(Point placement rows)
|---|
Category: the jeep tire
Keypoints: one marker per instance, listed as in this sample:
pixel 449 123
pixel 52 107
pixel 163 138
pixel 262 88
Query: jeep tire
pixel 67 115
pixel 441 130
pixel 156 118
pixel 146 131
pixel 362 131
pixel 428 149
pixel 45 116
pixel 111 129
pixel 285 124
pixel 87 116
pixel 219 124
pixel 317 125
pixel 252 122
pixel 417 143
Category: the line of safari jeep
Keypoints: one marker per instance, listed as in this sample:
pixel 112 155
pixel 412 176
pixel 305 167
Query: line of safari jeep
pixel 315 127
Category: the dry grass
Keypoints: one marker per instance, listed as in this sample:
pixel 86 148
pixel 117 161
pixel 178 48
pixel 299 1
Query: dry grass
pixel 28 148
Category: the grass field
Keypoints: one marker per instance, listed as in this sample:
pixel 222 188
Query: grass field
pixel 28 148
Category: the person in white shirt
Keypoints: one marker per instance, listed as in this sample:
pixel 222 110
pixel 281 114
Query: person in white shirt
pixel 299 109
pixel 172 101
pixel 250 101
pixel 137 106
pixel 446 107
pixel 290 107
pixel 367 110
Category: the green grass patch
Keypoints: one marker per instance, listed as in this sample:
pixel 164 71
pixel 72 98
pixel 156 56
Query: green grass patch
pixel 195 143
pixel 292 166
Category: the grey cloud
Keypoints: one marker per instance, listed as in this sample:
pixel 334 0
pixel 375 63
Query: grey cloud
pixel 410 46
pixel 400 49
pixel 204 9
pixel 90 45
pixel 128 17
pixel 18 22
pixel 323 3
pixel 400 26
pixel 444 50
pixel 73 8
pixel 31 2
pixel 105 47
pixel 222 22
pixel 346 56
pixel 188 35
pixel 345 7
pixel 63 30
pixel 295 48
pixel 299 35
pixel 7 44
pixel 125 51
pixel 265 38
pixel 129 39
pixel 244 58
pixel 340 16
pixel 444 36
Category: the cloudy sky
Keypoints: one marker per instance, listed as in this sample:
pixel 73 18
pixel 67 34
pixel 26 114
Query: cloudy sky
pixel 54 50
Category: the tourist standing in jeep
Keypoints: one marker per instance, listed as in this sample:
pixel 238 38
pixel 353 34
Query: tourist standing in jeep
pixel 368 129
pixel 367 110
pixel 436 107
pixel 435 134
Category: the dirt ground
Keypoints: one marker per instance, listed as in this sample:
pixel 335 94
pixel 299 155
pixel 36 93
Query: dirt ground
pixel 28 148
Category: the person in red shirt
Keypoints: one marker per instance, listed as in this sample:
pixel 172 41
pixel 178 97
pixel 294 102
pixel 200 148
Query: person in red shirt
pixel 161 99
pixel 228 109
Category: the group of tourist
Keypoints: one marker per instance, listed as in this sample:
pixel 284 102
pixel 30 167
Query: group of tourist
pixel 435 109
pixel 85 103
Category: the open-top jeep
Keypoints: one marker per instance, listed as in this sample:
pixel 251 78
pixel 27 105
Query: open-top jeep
|---|
## The task
Copy every one of the rows above character for character, with no changes.

## The result
Category: the jeep tire
Keypoints: one marker per instance, listed as in this sample:
pixel 449 123
pixel 52 107
pixel 163 138
pixel 262 88
Query: jeep tire
pixel 67 115
pixel 441 130
pixel 156 118
pixel 146 131
pixel 362 131
pixel 428 149
pixel 45 116
pixel 111 129
pixel 285 124
pixel 87 116
pixel 219 124
pixel 317 125
pixel 252 122
pixel 417 143
Category: the line of safari jeep
Keypoints: one marker per instance, listed as in this sample:
pixel 112 155
pixel 412 176
pixel 305 167
Query: line of safari jeep
pixel 315 127
Category: the dry grass
Keypoints: one marker per instance, listed as in this sample:
pixel 86 148
pixel 117 161
pixel 178 48
pixel 299 1
Query: dry grass
pixel 28 148
Category: the grass field
Keypoints: one marker per instance, listed as in this sample:
pixel 222 188
Query: grass field
pixel 28 148
Category: the person in white shirt
Keypoints: one marker per instance, listed as in this sample:
pixel 222 110
pixel 281 114
Query: person in white shirt
pixel 299 109
pixel 172 101
pixel 250 101
pixel 137 106
pixel 446 107
pixel 290 107
pixel 367 110
Category: the green grass patch
Keypoints: one marker per instance, listed as in this sample:
pixel 164 71
pixel 72 98
pixel 156 56
Query: green grass patch
pixel 195 143
pixel 292 166
Category: the grey cloud
Keypoints: one marker per instance, listed as in this sample:
pixel 334 0
pixel 375 63
Query: grey cloud
pixel 410 46
pixel 400 49
pixel 204 9
pixel 90 45
pixel 128 17
pixel 18 22
pixel 323 3
pixel 400 26
pixel 444 50
pixel 73 8
pixel 31 2
pixel 105 47
pixel 222 22
pixel 346 56
pixel 188 35
pixel 345 7
pixel 63 30
pixel 295 48
pixel 299 35
pixel 7 44
pixel 125 51
pixel 265 38
pixel 129 39
pixel 244 58
pixel 340 16
pixel 444 36
Category: the cloudy sky
Keypoints: one marker per instance, listed as in this sample:
pixel 73 18
pixel 67 34
pixel 26 114
Query: cloudy sky
pixel 54 50
Category: the tourist standing in jeep
Keypoints: one marker per instance, listed as in this sample:
pixel 238 38
pixel 353 34
Query: tourist standing in jeep
pixel 368 129
pixel 367 110
pixel 436 107
pixel 435 134
Category: the dirt ground
Keypoints: one marker per instance, listed as in this sample:
pixel 335 94
pixel 299 155
pixel 36 93
Query: dirt ground
pixel 28 148
Category: the person in red shirt
Keypoints: one marker per instance, listed as in this sample:
pixel 172 41
pixel 178 97
pixel 294 102
pixel 200 148
Query: person in red shirt
pixel 161 99
pixel 228 109
Category: the group of tourist
Keypoints: one marker per instance, listed as in this sample:
pixel 284 102
pixel 30 167
Query: group of tourist
pixel 435 109
pixel 85 103
Category: the open-top jeep
Keypoints: one marker per instance, listed as in this sample:
pixel 251 78
pixel 27 105
Query: open-top jeep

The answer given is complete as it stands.